▶ Stated task: Count the lines in the entries below that contain the string "glass", with case mattering. How many are there? Reply with the number alone.
════════
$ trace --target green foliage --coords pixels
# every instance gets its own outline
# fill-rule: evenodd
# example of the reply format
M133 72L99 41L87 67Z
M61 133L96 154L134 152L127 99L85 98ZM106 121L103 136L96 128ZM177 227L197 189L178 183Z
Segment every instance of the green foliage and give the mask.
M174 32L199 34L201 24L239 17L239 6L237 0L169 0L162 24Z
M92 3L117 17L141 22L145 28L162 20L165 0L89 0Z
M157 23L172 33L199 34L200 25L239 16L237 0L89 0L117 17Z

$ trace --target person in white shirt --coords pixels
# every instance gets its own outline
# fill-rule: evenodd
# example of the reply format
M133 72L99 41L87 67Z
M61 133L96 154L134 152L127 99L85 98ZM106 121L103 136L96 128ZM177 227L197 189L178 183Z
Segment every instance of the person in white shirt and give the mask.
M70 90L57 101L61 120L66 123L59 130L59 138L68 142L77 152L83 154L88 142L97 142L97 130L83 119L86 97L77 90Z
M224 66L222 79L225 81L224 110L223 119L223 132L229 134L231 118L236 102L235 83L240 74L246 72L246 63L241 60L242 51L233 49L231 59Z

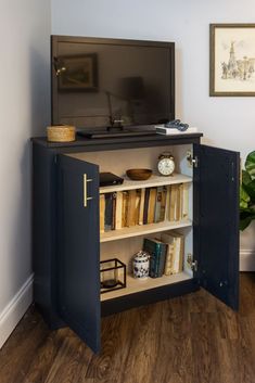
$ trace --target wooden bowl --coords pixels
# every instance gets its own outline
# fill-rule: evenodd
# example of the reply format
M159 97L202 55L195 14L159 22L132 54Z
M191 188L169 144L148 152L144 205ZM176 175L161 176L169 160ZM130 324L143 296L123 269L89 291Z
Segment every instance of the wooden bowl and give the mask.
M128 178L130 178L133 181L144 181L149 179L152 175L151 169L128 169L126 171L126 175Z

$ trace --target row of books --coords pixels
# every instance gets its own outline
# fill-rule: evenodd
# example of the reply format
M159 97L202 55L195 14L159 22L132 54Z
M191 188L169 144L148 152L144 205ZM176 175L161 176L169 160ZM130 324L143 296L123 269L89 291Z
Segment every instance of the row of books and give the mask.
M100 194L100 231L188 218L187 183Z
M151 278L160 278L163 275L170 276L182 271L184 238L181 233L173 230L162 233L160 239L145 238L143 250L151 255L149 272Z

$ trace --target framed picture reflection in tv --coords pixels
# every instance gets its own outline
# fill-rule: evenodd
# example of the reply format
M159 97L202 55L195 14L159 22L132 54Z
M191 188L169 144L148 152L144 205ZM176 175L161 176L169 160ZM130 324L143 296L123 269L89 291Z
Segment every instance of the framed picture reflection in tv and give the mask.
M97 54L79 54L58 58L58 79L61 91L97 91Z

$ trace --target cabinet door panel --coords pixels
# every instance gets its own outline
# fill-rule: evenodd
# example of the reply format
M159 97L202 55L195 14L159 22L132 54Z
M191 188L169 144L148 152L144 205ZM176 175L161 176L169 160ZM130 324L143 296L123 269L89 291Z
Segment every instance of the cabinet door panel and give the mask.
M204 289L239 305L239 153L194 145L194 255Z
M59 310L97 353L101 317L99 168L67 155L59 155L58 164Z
════════
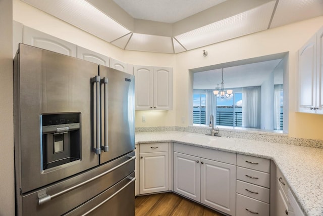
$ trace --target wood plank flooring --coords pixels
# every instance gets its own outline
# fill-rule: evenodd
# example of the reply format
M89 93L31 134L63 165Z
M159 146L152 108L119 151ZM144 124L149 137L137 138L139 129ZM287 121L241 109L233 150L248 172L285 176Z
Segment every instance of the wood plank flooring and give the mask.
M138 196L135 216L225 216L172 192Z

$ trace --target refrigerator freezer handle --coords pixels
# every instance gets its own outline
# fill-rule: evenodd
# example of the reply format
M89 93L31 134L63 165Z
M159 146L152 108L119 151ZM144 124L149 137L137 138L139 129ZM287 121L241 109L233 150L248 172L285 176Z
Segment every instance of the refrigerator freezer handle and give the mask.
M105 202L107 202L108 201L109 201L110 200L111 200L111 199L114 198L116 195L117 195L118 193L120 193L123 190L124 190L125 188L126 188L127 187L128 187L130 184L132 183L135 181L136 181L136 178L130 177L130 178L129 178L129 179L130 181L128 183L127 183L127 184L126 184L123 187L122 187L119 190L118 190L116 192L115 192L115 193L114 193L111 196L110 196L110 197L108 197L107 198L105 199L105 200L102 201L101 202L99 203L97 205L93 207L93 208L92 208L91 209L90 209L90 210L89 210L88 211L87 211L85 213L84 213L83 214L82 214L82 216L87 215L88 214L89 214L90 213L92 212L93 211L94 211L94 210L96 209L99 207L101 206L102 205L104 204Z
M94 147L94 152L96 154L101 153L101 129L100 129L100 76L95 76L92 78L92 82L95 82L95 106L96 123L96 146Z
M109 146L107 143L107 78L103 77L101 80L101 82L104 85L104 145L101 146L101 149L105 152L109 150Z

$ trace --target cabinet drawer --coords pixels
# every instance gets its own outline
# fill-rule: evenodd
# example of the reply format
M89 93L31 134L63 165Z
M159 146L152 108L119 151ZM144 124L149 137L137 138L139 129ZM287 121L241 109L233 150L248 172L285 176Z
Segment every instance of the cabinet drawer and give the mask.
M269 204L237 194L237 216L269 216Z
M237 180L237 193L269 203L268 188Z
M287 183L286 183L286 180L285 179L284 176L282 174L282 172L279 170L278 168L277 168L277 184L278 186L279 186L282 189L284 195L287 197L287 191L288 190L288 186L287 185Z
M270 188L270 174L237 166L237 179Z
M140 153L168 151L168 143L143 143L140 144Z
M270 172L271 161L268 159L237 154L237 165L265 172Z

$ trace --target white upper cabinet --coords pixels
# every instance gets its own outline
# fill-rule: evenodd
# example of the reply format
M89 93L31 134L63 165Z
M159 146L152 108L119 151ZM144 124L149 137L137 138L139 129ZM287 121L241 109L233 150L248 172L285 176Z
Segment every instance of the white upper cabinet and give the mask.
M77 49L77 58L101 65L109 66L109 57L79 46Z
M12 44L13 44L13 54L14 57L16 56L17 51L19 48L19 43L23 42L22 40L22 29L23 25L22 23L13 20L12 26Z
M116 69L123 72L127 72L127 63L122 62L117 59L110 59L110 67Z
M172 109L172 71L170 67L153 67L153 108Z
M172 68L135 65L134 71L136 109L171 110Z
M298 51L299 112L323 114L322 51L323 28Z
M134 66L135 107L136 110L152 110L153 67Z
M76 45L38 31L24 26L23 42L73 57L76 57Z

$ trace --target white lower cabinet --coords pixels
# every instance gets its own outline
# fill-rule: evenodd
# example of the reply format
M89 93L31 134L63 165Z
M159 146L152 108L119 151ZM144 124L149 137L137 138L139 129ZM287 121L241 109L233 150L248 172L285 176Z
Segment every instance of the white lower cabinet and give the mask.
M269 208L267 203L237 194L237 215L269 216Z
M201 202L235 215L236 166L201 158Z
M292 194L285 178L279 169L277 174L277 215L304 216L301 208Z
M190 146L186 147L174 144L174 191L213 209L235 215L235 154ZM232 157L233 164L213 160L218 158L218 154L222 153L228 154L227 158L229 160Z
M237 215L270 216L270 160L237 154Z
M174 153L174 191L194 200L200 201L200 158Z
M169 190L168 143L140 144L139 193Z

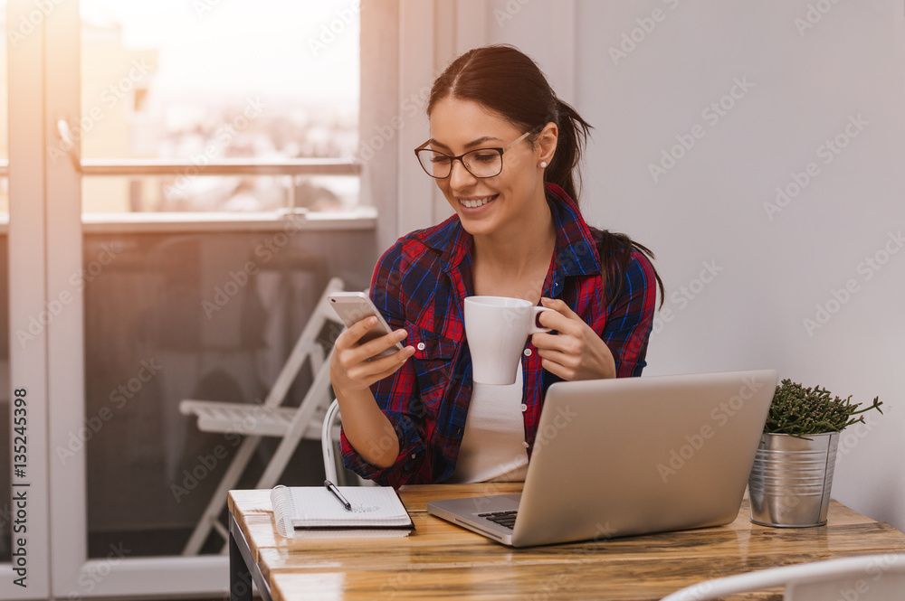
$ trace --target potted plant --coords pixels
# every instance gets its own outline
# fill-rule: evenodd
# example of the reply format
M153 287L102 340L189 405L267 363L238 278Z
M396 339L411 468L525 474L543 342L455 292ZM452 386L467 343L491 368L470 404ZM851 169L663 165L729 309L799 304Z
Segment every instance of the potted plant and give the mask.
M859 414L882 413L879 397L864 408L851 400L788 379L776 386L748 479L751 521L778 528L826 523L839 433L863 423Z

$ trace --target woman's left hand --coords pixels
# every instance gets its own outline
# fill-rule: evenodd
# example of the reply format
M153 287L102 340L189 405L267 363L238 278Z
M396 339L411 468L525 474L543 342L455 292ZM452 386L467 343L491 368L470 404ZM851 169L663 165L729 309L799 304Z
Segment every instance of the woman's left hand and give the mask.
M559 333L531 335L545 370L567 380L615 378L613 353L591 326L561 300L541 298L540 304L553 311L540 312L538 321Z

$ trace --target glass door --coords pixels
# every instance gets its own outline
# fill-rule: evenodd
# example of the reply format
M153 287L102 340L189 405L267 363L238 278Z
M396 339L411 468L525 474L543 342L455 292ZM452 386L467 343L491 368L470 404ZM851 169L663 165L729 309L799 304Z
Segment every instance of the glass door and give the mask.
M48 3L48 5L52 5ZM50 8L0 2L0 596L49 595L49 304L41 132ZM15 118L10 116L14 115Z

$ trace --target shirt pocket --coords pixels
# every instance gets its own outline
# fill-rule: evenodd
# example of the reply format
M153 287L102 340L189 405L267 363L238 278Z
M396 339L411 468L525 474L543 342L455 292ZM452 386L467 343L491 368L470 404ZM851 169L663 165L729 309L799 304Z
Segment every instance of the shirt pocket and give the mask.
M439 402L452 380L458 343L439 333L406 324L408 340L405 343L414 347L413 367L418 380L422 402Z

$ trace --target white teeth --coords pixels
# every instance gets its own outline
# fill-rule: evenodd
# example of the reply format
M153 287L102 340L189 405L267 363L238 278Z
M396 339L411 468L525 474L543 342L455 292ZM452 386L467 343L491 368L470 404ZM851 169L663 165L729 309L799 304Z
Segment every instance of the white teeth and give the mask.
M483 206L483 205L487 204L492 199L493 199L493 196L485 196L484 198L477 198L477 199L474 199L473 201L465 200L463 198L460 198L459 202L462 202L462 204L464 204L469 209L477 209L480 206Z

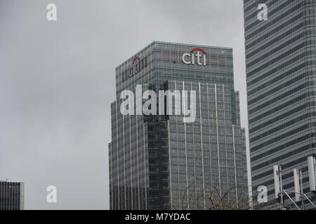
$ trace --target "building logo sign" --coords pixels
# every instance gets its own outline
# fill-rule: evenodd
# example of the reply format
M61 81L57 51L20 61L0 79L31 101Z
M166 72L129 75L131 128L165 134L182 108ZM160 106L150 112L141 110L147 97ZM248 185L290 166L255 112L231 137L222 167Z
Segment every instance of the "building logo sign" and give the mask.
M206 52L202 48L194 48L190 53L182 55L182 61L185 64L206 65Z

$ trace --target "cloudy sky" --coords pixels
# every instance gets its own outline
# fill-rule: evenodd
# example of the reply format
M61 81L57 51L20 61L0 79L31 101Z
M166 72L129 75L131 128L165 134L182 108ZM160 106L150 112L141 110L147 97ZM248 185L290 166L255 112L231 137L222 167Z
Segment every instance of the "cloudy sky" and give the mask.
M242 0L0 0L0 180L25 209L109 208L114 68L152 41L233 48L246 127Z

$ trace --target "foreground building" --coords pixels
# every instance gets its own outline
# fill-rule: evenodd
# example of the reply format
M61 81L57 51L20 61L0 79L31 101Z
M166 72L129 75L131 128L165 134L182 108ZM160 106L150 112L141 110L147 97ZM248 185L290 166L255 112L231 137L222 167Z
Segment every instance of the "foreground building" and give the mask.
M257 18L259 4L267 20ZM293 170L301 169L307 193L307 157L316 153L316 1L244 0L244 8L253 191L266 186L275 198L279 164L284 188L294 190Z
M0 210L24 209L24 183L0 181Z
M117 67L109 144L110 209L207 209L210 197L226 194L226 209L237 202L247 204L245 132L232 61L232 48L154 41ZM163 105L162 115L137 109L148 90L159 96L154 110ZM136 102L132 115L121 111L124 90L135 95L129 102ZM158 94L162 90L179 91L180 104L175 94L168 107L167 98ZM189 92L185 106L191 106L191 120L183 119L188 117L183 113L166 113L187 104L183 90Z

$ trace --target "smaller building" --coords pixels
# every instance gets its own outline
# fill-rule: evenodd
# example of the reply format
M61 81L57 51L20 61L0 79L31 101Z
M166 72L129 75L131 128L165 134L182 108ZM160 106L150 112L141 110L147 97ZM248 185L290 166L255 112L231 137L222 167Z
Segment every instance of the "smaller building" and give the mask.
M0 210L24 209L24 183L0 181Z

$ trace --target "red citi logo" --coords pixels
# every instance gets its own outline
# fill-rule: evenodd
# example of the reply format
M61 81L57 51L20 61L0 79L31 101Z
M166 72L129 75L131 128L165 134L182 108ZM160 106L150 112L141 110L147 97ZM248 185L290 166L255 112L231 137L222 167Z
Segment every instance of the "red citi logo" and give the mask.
════════
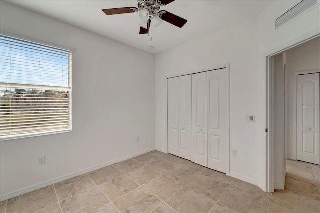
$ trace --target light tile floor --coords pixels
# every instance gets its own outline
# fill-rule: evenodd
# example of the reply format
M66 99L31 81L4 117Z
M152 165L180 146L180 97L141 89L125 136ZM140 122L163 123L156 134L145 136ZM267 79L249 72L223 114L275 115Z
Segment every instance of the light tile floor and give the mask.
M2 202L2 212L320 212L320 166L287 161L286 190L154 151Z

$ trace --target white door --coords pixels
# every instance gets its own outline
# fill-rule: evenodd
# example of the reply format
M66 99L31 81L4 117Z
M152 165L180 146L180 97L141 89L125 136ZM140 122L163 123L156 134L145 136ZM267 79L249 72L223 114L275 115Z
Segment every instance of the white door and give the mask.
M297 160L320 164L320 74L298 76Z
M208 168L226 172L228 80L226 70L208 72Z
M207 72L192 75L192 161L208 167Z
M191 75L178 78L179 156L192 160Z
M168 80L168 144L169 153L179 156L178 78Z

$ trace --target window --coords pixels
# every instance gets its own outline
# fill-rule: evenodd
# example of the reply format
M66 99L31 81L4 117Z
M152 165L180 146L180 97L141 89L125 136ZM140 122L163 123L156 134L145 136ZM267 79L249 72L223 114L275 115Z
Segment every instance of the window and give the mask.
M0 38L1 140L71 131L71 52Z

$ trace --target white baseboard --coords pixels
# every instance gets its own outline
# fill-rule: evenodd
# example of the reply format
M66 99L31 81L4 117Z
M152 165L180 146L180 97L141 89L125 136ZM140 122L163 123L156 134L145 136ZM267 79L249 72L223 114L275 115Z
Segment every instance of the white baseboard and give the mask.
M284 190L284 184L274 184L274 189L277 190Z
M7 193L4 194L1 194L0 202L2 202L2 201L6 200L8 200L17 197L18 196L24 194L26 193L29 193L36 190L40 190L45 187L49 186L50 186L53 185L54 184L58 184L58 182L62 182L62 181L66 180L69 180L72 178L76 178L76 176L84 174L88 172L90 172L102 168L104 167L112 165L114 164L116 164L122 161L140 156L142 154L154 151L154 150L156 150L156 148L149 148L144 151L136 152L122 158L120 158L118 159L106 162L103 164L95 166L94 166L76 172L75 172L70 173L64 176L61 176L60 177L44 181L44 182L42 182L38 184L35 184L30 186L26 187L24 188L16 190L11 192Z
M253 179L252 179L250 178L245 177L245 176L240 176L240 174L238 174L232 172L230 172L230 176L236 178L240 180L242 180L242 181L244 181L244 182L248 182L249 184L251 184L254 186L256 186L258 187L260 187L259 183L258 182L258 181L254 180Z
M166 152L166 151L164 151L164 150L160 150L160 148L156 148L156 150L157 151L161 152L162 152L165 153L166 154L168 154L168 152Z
════════
▶ Result for this exercise: 2